## Directions for this task
Count the lines in the data below that contain the word "wooden", and reply with only that number.

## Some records
-- start --
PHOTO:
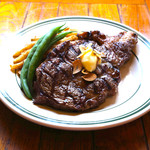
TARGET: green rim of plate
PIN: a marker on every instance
(91, 19)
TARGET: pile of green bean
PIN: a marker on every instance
(35, 56)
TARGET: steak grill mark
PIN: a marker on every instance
(57, 87)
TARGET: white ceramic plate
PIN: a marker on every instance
(131, 102)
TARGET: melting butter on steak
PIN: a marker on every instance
(56, 85)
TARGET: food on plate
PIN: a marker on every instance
(63, 82)
(74, 72)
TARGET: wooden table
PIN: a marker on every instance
(17, 133)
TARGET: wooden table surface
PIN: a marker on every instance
(17, 133)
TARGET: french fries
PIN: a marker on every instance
(21, 55)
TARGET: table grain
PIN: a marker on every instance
(17, 133)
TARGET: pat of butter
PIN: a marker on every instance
(89, 60)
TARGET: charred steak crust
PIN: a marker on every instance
(56, 86)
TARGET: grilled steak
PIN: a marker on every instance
(56, 85)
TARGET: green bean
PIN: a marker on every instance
(38, 55)
(24, 70)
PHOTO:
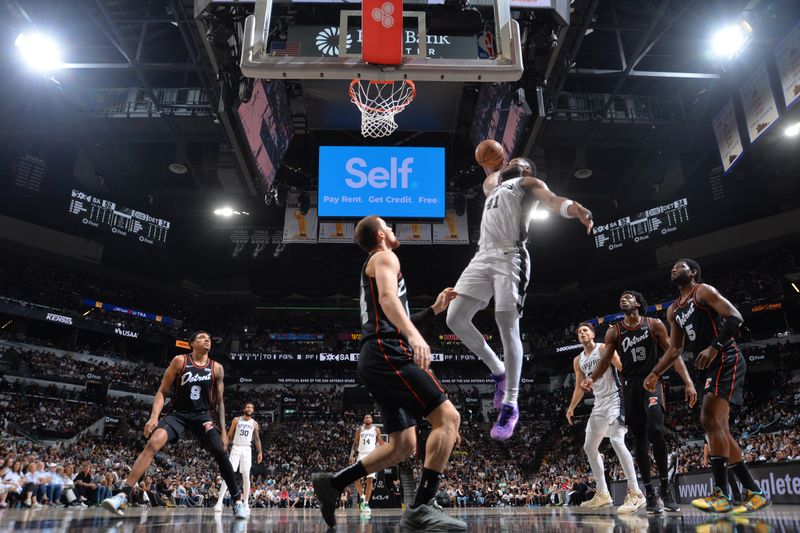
-- end --
## Exercise answer
2